### [Set exercise]
Count the lines in the material below that contain the string "black", and reply with only that number.

Dataset items:
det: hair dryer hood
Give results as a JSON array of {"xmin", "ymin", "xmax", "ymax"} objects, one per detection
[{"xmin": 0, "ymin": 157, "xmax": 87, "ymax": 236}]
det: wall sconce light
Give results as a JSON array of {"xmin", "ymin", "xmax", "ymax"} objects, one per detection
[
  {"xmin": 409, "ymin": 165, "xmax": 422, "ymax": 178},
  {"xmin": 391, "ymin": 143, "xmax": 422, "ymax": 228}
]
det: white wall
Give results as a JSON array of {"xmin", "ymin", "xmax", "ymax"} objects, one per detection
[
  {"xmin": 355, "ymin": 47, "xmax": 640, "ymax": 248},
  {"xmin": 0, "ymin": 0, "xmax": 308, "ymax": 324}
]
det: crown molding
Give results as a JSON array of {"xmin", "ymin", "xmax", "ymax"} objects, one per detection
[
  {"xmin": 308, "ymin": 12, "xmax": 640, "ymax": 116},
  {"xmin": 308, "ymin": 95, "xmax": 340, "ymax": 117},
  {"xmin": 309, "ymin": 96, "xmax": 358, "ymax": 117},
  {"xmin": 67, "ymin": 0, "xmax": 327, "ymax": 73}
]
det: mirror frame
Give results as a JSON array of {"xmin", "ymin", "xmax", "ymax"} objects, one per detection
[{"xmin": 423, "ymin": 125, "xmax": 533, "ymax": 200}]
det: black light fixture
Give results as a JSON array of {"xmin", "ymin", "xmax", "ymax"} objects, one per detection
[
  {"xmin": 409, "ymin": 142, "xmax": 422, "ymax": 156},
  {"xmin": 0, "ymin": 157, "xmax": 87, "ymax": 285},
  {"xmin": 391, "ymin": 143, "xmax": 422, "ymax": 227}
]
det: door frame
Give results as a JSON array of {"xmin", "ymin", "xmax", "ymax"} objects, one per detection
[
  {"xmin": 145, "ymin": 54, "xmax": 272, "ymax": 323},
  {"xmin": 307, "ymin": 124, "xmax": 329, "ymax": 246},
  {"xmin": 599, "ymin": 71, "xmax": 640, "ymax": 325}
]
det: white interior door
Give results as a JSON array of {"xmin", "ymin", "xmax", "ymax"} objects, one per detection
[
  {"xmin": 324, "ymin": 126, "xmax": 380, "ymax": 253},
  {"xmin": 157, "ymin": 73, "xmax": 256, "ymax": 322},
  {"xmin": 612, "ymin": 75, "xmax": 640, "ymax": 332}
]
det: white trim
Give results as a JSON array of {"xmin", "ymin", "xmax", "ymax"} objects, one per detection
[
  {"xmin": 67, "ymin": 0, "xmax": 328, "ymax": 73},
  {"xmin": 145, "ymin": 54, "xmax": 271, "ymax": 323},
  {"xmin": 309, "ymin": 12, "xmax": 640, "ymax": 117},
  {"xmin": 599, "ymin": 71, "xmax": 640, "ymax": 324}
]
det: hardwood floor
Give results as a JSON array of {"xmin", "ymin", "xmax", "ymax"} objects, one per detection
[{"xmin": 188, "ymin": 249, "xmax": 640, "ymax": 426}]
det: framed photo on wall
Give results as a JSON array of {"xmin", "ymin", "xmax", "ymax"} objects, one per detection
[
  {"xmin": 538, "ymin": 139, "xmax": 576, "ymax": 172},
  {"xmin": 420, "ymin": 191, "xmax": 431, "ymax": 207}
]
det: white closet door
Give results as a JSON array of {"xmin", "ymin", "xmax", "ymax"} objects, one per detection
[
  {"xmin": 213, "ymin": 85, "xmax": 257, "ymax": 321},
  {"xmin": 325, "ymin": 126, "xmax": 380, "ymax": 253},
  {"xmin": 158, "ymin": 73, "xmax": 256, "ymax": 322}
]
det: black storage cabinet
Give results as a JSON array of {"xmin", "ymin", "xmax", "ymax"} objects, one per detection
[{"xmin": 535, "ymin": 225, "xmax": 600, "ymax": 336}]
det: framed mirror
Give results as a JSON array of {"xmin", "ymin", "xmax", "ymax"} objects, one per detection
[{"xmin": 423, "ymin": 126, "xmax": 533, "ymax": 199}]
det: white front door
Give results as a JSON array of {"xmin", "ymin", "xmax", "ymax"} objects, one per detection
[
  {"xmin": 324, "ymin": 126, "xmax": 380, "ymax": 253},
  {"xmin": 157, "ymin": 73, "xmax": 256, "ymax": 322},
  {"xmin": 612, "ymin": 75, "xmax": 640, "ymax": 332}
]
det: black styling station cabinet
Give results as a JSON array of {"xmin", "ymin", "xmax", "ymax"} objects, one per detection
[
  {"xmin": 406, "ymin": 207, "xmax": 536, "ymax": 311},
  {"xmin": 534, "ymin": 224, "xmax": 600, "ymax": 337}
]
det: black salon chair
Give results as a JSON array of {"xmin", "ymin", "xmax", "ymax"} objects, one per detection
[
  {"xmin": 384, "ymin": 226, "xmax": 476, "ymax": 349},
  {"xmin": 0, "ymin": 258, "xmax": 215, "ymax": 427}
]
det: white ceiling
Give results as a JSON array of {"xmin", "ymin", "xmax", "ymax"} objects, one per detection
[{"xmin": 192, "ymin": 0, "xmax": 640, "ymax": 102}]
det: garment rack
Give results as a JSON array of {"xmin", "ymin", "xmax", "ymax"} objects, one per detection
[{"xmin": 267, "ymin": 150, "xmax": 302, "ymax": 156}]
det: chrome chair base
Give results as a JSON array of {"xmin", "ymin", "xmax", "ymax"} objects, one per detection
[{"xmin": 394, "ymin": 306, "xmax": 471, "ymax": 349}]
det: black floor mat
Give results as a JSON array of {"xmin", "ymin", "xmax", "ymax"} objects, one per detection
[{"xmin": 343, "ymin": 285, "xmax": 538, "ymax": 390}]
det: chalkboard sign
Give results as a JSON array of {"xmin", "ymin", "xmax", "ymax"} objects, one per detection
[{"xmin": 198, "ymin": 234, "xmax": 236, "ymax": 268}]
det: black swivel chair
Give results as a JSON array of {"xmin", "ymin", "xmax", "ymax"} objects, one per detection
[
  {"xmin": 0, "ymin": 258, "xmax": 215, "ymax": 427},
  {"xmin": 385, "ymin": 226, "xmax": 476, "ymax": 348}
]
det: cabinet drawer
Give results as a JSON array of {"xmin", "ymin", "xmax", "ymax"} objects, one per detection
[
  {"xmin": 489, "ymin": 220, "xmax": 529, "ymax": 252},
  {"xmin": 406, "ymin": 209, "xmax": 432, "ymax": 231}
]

--

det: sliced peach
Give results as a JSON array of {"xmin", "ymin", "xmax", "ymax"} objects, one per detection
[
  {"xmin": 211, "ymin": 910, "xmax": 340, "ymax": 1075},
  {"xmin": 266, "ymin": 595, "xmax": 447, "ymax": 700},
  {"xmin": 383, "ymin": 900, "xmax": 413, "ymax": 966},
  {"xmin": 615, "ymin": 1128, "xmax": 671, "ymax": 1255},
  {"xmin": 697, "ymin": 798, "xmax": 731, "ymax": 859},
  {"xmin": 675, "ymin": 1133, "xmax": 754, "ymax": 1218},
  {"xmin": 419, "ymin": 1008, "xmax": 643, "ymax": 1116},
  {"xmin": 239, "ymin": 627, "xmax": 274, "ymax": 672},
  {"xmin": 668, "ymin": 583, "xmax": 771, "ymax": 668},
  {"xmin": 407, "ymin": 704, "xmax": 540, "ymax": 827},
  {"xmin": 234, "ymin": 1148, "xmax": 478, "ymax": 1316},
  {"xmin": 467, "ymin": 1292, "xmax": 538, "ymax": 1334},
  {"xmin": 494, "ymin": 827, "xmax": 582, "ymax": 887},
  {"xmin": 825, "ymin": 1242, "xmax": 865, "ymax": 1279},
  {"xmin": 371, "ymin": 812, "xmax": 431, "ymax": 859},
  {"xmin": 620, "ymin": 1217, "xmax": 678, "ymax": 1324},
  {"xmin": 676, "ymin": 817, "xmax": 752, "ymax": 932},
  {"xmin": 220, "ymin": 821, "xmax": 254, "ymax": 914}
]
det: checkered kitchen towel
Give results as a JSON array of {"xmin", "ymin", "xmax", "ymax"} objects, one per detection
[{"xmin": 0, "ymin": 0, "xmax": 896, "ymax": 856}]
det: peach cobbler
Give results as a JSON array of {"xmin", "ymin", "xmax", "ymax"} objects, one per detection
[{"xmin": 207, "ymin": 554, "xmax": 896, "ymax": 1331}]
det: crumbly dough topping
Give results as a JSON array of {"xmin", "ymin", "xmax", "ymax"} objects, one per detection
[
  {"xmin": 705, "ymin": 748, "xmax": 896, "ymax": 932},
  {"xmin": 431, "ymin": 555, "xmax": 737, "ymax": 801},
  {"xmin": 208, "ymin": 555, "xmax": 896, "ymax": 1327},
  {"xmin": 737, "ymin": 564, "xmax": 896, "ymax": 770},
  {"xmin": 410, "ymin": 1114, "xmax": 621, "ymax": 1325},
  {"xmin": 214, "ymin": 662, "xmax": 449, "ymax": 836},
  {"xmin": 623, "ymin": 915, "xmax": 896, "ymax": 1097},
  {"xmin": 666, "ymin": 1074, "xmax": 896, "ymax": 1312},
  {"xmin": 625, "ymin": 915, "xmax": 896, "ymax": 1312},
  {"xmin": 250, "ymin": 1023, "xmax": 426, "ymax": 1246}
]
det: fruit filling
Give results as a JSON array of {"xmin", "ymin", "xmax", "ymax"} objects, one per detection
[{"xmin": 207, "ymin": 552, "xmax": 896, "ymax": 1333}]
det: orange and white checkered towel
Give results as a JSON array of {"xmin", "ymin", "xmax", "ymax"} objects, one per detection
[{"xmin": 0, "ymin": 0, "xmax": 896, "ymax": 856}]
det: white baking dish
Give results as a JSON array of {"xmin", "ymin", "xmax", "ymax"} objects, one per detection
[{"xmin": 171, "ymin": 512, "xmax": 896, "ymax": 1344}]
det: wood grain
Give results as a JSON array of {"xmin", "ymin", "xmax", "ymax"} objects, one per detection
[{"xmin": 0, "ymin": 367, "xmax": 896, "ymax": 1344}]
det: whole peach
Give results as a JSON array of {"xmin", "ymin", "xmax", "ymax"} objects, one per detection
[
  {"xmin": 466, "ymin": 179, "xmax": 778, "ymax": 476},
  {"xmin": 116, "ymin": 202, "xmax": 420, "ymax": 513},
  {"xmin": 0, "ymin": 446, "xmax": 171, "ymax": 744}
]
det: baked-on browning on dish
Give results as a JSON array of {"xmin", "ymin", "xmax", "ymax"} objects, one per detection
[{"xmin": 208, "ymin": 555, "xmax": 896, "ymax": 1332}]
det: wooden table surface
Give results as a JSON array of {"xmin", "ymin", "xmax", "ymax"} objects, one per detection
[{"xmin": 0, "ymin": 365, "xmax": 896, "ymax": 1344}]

### [Full response]
6